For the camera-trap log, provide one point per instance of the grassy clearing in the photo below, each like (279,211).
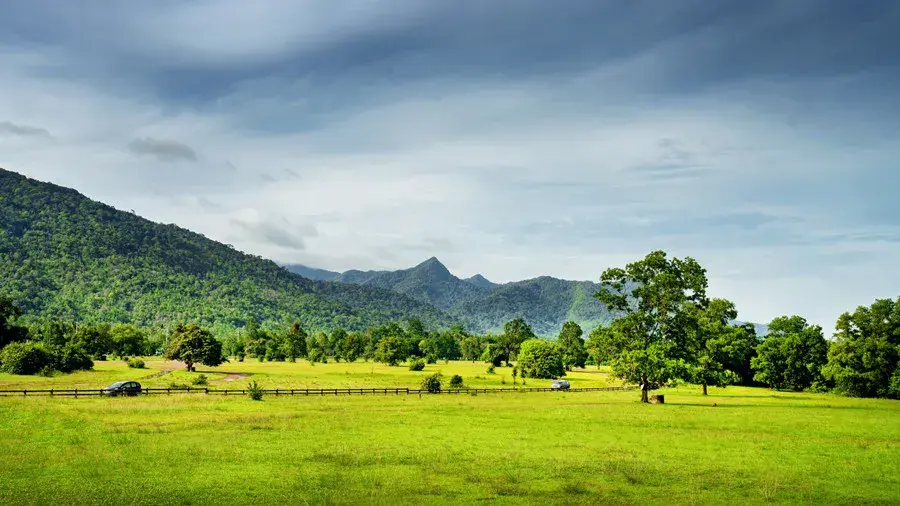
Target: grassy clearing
(293,375)
(755,447)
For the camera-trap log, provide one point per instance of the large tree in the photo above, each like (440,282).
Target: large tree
(515,332)
(792,355)
(572,345)
(192,344)
(720,345)
(659,298)
(9,332)
(866,353)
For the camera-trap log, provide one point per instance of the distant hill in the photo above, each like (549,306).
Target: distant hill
(65,256)
(480,281)
(312,273)
(545,303)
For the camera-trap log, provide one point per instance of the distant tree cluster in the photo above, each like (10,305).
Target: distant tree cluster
(670,331)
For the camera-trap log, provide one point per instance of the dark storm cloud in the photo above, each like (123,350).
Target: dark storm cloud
(15,130)
(163,150)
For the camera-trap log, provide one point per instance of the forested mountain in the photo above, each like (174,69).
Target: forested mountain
(545,302)
(312,272)
(65,256)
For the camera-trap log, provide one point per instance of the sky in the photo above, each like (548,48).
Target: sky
(511,138)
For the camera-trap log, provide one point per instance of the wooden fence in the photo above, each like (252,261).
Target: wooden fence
(55,392)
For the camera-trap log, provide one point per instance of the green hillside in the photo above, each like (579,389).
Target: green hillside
(65,256)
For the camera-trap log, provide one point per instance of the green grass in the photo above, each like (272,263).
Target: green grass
(300,374)
(754,447)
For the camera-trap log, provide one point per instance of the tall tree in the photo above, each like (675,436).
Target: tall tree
(515,332)
(652,337)
(572,345)
(866,353)
(192,344)
(719,344)
(792,355)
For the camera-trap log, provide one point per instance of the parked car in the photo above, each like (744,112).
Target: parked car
(129,388)
(560,385)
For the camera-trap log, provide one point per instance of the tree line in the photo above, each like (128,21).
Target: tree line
(669,331)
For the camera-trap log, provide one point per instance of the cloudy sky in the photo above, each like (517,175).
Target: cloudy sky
(514,138)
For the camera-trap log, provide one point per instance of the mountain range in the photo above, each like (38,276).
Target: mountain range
(544,302)
(65,256)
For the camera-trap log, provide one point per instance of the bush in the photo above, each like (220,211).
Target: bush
(432,384)
(72,357)
(136,363)
(25,358)
(540,359)
(254,391)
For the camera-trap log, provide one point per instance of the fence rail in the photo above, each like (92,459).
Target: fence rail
(78,392)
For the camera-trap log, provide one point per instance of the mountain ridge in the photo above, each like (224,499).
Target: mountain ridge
(65,256)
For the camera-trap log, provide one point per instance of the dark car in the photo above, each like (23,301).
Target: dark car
(123,388)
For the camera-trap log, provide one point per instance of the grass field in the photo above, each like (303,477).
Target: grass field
(300,374)
(755,446)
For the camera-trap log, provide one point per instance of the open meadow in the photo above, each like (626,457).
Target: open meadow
(755,446)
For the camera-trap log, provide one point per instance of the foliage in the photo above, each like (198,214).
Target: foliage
(659,298)
(254,391)
(390,350)
(25,358)
(572,345)
(792,355)
(432,383)
(541,359)
(192,344)
(66,257)
(515,332)
(866,354)
(136,363)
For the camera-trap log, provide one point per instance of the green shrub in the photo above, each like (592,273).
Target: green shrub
(432,384)
(540,359)
(25,358)
(254,391)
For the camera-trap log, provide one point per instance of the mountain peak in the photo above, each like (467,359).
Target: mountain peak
(433,268)
(480,281)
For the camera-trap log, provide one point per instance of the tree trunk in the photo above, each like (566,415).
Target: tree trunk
(644,389)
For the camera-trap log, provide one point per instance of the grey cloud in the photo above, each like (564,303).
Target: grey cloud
(15,130)
(163,150)
(285,236)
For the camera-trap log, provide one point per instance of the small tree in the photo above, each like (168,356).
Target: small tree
(572,345)
(540,359)
(792,355)
(192,344)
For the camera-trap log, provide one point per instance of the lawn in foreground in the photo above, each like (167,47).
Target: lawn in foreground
(755,446)
(300,374)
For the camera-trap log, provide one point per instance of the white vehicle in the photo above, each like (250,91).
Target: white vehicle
(560,385)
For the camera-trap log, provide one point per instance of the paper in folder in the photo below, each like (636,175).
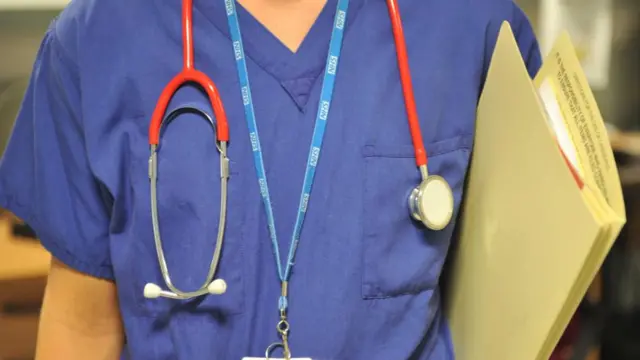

********

WHAT IS NEEDED ▸ Quote the data word for word, from the line that contains "each like (167,47)." through the end of the data. Leave the pictures out.

FINAL RESULT ▸
For the camera-trap log, provide one point per instance of the lawn in foreground in the photo above, each like (167,47).
Target: lawn in foreground
(755,446)
(300,374)
For the camera-trap log, provide one point per instance of the white vehicle in the photo above, each like (250,91).
Target: white vehicle
(560,385)
For the camera-trap log, provide one point per instance of the paper in folder in the photo below, each like (636,175).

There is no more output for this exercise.